» **SELECTED EXCERPT**:
•••
The KODAK Assumption
KODAK is part of innovation folklore – the wet film giant undone by its inability to respond to digital cameras.
That storyline, however, is false. Well before digital became a problem KODAK had begun losing revenues. KODAK lost market share in wet film to Fuji and the reason for this lay in changes to the retail sector in the US, in particularly the rise to dominance of Walmart. Walmart wanted cheap photo-processing solutions and chose Fuji as its supplier, ahead of KODAK. Given Walmart’s scale this one contract was a game changer.
Quite apart from this wet film challenge (Fuji used exactly the same technology as KODAK), KODAK was actually a highly successful innovator in digital technology.
KODAK engineers had invented to OLED displays that are now common in smartphones and autos. However, they chose a licensing model rather than direct manufacturing and became a barrier to OLED uptake because of high licensing fees. Their inexperience in IP management almost killed an industry that they led.
In digital cameras, KODAK was number 1 in the US market in 2005 and was making billions of dollars from sales. Sadly KODAK’s production costs were far too high and, despite being a leader, the company was losing money on digital camera sales, a problem that became more acute as the market for digital became commoditized.
•••
» **THE DATA**:
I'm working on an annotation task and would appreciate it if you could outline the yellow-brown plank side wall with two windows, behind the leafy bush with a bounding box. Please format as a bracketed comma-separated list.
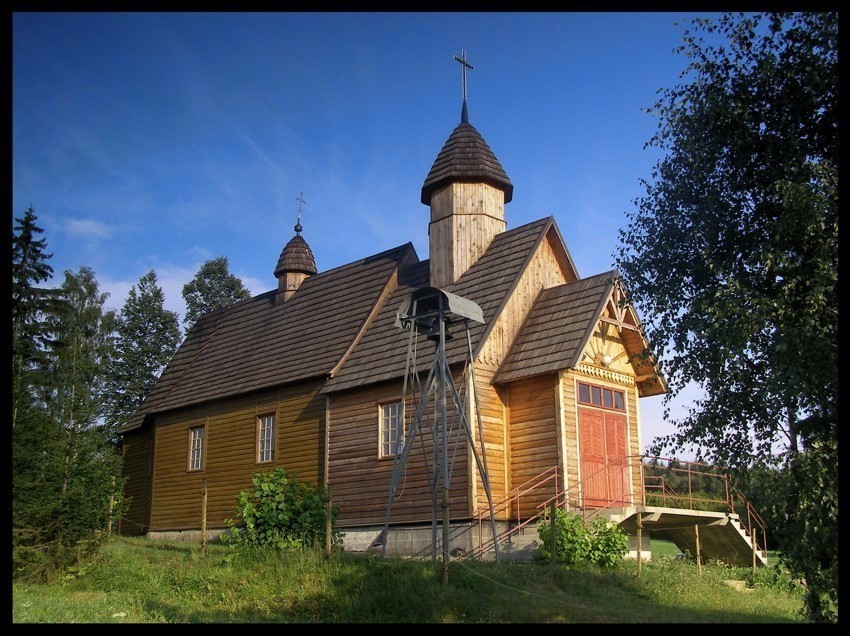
•••
In the text about KODAK, reproduce word for word the part that begins at "That storyline, however, is" and stops after "that they led.".

That storyline, however, is false. Well before digital became a problem KODAK had begun losing revenues. KODAK lost market share in wet film to Fuji and the reason for this lay in changes to the retail sector in the US, in particularly the rise to dominance of Walmart. Walmart wanted cheap photo-processing solutions and chose Fuji as its supplier, ahead of KODAK. Given Walmart’s scale this one contract was a game changer.
Quite apart from this wet film challenge (Fuji used exactly the same technology as KODAK), KODAK was actually a highly successful innovator in digital technology.
KODAK engineers had invented to OLED displays that are now common in smartphones and autos. However, they chose a licensing model rather than direct manufacturing and became a barrier to OLED uptake because of high licensing fees. Their inexperience in IP management almost killed an industry that they led.